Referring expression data
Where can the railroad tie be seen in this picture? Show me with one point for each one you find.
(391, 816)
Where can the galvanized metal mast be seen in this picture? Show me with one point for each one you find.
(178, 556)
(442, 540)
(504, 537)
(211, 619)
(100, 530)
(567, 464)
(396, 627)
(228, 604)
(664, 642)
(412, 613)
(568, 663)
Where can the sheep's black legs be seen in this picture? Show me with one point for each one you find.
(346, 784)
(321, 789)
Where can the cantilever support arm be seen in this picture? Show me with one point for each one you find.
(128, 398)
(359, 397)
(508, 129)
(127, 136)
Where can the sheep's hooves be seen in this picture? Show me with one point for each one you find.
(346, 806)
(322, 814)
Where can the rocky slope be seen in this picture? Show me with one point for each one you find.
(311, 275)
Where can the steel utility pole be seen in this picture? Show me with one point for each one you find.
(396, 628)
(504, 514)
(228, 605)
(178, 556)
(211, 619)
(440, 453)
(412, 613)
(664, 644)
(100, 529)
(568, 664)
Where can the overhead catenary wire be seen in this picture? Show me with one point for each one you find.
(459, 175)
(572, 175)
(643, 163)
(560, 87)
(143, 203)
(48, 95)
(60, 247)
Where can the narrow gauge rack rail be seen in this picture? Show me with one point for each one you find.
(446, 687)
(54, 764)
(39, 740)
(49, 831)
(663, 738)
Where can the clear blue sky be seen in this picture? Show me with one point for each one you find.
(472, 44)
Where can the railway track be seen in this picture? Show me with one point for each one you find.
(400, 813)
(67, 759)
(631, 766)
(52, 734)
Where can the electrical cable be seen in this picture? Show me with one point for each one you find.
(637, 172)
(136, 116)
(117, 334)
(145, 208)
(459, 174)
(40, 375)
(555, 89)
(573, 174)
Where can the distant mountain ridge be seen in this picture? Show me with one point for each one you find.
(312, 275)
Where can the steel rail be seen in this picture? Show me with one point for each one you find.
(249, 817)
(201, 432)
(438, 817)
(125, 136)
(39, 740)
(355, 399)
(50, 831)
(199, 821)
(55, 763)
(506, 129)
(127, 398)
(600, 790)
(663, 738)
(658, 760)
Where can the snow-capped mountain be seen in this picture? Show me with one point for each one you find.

# Work request
Reproduce the full set of entries above exactly, without dropping a line.

# Response for this exercise
Where can the railroad tie be seen in this picture? Show me with one point for each one you find.
(391, 816)
Where can the galvanized metal mast be seen in this picture? Show me with one point for each one you find.
(178, 556)
(442, 540)
(504, 537)
(211, 619)
(100, 530)
(567, 464)
(396, 627)
(228, 604)
(664, 642)
(412, 613)
(568, 663)
Where can the sheep's black legs be seen in this picture? Show me with one point for each one you find.
(346, 784)
(321, 789)
Where can the cantilever support arm be seen in this picture? Show me with one point for each one you find.
(128, 398)
(359, 397)
(508, 129)
(127, 136)
Where can the sheep's hooves be seen in this picture? Show me with one point for each one you find.
(346, 806)
(322, 814)
Where can the rocky slope be seen in this picture? Show me with one point for each one you find.
(311, 275)
Where can the steel utility pole be seen in this picture? Show me with one point for each one you find.
(396, 628)
(504, 514)
(228, 605)
(178, 556)
(211, 619)
(440, 453)
(412, 613)
(664, 644)
(100, 529)
(568, 664)
Where can the overhead catenary wire be seen in this picture? Show me with one point for each one you find.
(459, 175)
(572, 175)
(643, 163)
(560, 87)
(143, 203)
(48, 95)
(60, 247)
Where can the narrow gauge rack rail be seen in this picture? Show me with one point for each one you find.
(446, 687)
(54, 764)
(39, 740)
(49, 831)
(663, 738)
Where can the clear blue sky be seen in this picture? Show me with one point for each one you find.
(472, 44)
Where can the railway track be seen in this picture? Show me with one point for each one you find.
(400, 813)
(67, 759)
(631, 766)
(52, 734)
Where can the electrical cable be seen in this picture? Show me with one point for each one you find.
(637, 172)
(136, 116)
(117, 334)
(145, 208)
(459, 174)
(40, 375)
(555, 89)
(573, 174)
Where can the distant mountain ridge be seen in this picture? Show me with one point for each one you find.
(312, 275)
Where can the steel rail be seen in this picture? Show me with one point for each one you find.
(249, 817)
(201, 432)
(438, 817)
(125, 136)
(39, 740)
(355, 399)
(50, 831)
(199, 821)
(55, 763)
(506, 129)
(127, 398)
(600, 790)
(663, 738)
(658, 760)
Where can the snow-capped mountain be seen in this picture? Show me with one point for each one you find.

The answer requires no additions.